[Stored dataset items]
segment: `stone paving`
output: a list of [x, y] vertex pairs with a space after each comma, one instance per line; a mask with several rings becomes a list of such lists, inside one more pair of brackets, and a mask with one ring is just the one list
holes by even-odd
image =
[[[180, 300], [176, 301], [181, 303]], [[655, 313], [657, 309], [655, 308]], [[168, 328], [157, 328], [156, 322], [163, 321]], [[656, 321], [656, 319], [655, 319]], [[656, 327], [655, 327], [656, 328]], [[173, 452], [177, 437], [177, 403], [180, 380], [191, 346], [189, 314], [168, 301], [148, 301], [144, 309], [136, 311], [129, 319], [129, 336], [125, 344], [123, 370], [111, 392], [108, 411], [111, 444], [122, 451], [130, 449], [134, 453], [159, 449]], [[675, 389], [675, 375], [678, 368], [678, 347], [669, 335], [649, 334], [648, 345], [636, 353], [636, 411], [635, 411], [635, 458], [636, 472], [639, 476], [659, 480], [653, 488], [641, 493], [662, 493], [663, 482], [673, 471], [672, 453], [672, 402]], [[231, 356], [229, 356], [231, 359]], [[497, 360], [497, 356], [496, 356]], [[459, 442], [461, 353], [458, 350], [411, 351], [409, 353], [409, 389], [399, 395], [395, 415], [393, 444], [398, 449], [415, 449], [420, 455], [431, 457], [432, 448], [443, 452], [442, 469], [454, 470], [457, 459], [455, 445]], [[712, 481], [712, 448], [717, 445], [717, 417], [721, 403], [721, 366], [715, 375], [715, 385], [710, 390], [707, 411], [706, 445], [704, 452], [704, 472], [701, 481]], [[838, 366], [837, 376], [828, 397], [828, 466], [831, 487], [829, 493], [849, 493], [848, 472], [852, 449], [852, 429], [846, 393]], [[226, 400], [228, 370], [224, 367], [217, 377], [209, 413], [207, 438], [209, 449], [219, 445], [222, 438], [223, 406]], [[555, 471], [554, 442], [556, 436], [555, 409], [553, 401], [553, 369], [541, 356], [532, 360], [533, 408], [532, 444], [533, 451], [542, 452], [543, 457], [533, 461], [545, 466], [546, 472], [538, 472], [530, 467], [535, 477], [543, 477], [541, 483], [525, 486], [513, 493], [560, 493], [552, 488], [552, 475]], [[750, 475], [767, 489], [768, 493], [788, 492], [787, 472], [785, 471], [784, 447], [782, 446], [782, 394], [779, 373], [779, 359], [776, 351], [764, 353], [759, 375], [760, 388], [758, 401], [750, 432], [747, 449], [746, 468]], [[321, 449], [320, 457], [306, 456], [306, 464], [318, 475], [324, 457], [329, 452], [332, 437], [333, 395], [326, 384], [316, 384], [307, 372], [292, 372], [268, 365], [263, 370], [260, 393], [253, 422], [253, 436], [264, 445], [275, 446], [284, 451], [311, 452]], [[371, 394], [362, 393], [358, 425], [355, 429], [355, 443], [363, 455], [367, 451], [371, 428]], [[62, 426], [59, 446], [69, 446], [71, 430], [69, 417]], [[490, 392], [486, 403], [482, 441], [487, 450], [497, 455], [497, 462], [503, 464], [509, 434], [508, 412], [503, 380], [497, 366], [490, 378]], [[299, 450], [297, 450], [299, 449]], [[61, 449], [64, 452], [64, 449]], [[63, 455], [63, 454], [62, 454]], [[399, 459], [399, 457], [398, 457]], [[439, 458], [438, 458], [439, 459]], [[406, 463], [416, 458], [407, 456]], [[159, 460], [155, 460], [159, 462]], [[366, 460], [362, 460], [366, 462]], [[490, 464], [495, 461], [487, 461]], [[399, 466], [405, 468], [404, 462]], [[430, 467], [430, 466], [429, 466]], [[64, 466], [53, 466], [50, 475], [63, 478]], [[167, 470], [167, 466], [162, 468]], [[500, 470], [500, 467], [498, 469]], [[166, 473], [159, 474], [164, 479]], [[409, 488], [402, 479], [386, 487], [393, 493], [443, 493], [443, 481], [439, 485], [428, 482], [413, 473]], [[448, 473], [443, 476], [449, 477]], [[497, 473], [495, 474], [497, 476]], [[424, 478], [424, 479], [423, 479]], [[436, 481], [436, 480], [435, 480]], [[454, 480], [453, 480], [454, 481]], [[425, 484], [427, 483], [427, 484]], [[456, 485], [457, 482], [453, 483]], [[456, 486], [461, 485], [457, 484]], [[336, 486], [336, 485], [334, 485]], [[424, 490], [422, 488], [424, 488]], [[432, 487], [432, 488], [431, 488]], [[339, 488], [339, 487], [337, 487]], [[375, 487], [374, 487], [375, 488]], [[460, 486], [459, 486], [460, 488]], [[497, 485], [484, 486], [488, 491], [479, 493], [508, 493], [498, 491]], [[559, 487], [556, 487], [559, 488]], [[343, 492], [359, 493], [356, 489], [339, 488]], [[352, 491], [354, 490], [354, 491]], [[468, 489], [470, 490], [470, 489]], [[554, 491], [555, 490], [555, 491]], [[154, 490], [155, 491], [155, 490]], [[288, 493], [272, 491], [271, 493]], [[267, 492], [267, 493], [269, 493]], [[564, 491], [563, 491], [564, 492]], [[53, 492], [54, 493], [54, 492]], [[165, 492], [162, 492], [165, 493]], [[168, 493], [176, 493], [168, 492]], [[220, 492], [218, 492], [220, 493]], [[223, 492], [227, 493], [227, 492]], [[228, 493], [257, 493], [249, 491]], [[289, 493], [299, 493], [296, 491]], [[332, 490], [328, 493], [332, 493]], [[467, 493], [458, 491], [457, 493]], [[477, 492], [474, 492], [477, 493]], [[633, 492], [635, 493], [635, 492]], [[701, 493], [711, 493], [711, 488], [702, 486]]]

What you are asked to do:
Find each line in the items above that contains the word "becomes" and copy those lines.

Written solution:
output: a list of [x, y] vertex pairs with a space after each comma, one instance per line; a mask with several rings becomes a list of such lists, inside one more pair of brackets, and a mask with one ring is just the one list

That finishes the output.